Document excerpt –
Progress in semiconductor material technology continues to enable significant advances in nearly all scientific endeavors and lies at the heart of modern information and communication networks. Wide band gap semiconductors, such as GaN and SiC transpire as key materials to address the demands of next-generation quantum technology and green electronics.Understanding transport in semiconductor materials is a prerequisite for their implementation in advanced device architectures with improved functionalities. Electron effective mass is a fundamental material parameter defining the free charge carrier transport but it is very challenging to be directly determined at high temperatures and frequencies relevant for device operation.

With the advent of the optical Hall effect (OHE), which consists of performing generalized spectroscopic ellipsometry at long wavelengths in magnetic field the determination of the electron effective mass tensor at variable temperatures has became possible without the need to invoke any additional electrical measurements [1,2]. The OHE describes the external magnetic field induced anisotropic charge displacement in materials when interacting with electromagnetic waves and allows for the determination of the charge carrier sign, concentration, mobility and effective mass parameters [2].

Source data –
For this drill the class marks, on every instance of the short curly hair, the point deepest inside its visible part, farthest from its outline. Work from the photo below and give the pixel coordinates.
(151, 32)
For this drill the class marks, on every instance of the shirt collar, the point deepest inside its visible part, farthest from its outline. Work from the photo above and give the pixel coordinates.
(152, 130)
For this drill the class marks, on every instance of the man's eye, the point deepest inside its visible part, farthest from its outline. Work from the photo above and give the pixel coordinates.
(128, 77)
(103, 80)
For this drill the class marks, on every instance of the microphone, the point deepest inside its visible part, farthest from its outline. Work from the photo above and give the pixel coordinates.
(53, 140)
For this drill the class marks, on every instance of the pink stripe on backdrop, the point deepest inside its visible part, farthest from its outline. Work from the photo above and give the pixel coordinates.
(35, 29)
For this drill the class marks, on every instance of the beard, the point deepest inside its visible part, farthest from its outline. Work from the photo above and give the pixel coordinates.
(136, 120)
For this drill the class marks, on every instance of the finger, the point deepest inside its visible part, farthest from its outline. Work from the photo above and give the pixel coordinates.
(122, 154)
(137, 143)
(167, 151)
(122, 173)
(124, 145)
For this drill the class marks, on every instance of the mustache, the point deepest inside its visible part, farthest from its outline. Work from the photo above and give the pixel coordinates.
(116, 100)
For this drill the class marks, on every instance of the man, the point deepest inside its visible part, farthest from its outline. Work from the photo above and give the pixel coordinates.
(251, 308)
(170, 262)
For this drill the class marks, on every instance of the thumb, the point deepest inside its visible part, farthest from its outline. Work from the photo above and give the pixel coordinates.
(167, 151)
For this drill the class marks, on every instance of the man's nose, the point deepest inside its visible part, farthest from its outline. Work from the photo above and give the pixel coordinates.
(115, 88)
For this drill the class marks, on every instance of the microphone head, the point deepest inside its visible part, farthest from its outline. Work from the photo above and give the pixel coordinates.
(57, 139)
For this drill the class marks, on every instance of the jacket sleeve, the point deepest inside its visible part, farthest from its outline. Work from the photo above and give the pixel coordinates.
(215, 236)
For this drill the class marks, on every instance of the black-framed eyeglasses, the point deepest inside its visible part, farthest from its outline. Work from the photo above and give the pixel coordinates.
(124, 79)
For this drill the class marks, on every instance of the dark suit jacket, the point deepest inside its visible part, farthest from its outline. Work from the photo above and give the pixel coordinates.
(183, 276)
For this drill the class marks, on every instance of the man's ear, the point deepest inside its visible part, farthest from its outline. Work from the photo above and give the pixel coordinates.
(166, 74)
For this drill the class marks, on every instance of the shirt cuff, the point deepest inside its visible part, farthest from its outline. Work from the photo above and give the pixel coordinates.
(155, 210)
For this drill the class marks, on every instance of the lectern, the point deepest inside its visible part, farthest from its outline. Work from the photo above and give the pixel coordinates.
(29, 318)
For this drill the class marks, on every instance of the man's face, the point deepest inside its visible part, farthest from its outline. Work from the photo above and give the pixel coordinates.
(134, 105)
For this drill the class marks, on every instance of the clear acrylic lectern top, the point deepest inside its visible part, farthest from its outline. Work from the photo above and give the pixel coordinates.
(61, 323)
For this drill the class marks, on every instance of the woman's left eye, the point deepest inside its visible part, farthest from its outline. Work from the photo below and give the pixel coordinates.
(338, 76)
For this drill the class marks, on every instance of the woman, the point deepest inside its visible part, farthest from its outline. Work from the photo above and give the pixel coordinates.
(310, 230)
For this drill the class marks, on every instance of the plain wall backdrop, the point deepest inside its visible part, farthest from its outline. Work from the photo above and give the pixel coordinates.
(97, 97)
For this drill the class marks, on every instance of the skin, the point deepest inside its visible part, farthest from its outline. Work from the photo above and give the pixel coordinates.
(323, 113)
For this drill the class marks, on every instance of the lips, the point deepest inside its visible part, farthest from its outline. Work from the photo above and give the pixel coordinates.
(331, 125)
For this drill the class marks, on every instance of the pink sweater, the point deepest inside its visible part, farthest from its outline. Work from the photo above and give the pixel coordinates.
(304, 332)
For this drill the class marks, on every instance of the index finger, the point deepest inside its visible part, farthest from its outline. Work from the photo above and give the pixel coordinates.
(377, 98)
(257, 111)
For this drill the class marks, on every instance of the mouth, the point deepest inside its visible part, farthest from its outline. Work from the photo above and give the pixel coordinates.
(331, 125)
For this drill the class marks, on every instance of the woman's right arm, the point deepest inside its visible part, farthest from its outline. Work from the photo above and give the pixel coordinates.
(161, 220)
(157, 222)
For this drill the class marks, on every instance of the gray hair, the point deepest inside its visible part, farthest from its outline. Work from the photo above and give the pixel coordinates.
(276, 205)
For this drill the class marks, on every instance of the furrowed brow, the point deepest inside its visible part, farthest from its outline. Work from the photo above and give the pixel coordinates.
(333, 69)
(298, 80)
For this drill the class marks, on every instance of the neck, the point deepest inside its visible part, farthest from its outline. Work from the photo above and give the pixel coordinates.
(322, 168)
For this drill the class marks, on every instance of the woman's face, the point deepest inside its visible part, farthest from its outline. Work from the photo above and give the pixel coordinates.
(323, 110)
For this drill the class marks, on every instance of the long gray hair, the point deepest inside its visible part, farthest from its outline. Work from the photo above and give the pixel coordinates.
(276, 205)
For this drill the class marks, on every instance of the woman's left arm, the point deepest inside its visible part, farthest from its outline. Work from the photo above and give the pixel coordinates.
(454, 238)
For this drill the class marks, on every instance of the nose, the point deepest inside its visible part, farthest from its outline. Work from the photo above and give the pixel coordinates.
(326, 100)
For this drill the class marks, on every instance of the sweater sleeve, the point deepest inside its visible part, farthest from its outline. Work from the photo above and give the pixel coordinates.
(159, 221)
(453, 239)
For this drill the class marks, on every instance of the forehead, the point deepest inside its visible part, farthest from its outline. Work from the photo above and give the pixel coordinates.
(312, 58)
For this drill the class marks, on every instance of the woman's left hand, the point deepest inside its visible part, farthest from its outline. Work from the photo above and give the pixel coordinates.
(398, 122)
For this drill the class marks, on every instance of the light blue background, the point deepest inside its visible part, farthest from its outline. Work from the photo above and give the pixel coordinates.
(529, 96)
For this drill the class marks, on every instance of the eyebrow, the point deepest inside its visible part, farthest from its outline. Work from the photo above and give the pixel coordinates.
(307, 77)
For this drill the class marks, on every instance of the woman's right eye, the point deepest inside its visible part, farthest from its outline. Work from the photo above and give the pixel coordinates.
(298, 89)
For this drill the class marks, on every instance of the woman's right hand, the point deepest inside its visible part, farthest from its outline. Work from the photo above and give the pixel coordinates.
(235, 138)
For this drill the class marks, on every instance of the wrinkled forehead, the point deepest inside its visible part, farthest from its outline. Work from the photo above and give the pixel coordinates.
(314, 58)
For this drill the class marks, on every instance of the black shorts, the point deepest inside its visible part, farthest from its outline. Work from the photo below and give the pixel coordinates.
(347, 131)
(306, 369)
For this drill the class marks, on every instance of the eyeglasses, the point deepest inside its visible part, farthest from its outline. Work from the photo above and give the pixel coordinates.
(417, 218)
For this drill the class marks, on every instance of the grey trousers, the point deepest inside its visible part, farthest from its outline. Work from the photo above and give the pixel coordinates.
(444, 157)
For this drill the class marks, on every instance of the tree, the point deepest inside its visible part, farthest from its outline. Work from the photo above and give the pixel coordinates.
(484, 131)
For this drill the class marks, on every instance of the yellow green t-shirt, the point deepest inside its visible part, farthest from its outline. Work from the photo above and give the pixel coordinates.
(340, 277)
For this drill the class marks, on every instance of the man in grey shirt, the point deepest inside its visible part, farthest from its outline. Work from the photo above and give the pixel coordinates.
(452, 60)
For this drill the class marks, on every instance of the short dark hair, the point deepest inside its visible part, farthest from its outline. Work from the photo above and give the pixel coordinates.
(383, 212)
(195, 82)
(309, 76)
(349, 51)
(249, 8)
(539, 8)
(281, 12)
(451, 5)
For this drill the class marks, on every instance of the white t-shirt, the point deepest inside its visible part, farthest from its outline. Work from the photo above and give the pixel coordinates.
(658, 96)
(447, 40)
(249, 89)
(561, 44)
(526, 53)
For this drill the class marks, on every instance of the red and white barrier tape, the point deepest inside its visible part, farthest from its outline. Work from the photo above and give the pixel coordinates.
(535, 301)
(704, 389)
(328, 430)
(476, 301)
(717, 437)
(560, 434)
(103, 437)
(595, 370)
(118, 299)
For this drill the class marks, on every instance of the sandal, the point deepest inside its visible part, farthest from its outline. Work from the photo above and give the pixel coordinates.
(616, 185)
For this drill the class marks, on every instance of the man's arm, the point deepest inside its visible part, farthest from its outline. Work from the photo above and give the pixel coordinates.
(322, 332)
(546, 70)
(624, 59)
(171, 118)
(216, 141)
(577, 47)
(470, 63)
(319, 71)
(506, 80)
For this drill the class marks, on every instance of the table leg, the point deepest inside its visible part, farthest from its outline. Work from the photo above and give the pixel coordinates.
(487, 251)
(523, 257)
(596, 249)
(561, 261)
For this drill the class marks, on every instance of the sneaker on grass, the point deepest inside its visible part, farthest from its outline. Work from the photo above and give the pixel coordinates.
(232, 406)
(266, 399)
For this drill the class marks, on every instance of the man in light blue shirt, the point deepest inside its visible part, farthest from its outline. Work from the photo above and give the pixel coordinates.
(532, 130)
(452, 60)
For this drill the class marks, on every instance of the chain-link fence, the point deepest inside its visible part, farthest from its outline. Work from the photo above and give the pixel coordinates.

What to do –
- a) Do the following statements agree with the semiconductor passage? Answer yes or no for each, quoting the words of the passage that decide it.
(i) The passage names GaN and SiC as wide band gap semiconductors.
(ii) According to the passage, electron effective mass is easy to determine directly at high temperatures.
(iii) The passage says the optical Hall effect allows the charge carrier sign to be determined.
- b) Please list every line of the entries that contains the word "gray", matching case exactly.
The semiconductor passage and the entries have no connection to each other.

Task responses –
- a)
(i) Yes: "Wide band gap semiconductors, such as GaN and SiC"
(ii) No: "it is very challenging to be directly determined at high temperatures and frequencies relevant for device operation"
(iii) Yes: "allows for the determination of the charge carrier sign, concentration, mobility and effective mass parameters"

- b)
For this drill the class marks, on every instance of the gray hair, the point deepest inside its visible part, farthest from its outline. Work from the photo above and give the pixel coordinates.
For this drill the class marks, on every instance of the long gray hair, the point deepest inside its visible part, farthest from its outline. Work from the photo above and give the pixel coordinates.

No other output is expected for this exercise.